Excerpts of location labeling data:
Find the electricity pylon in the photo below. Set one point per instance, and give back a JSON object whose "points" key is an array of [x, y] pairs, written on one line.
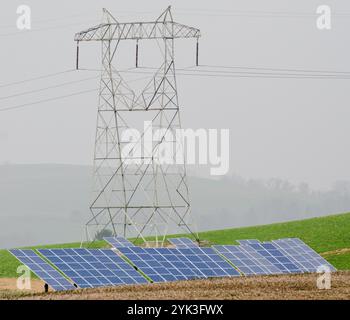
{"points": [[136, 195]]}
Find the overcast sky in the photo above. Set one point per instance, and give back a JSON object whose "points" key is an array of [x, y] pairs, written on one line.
{"points": [[294, 129]]}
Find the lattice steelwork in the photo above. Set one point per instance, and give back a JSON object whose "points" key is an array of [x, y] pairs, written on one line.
{"points": [[137, 195], [118, 242]]}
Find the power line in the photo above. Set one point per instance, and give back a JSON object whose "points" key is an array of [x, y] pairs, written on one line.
{"points": [[46, 100], [277, 69], [57, 98], [46, 88], [36, 78], [208, 73]]}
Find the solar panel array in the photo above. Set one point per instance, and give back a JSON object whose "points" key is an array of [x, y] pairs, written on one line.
{"points": [[302, 255], [171, 264], [276, 257], [247, 260], [90, 268], [119, 242], [248, 241], [43, 270], [183, 243]]}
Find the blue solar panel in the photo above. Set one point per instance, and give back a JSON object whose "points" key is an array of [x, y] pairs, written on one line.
{"points": [[157, 266], [90, 268], [247, 260], [183, 242], [171, 264], [43, 270], [302, 255], [207, 261], [118, 242], [276, 257], [248, 241]]}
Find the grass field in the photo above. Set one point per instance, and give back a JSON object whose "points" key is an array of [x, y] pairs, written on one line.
{"points": [[329, 236]]}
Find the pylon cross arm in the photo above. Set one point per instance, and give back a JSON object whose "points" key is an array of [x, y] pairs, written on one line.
{"points": [[137, 30]]}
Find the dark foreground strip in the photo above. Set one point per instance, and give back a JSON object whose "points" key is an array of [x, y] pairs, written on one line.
{"points": [[195, 309]]}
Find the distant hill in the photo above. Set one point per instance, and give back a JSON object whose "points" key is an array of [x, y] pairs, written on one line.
{"points": [[49, 203]]}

_STATED PROBLEM:_ Recast the stretch from the line containing "Find the distant" through the end of the rows as a numbered list, leaving out any blank lines.

_EXERCISE SOLUTION:_
1. Find the distant hill in the photo above. Set one point per instance, and give back a JSON object whose "points" key is an array of [x, y] pairs, written on one line.
2. {"points": [[49, 203]]}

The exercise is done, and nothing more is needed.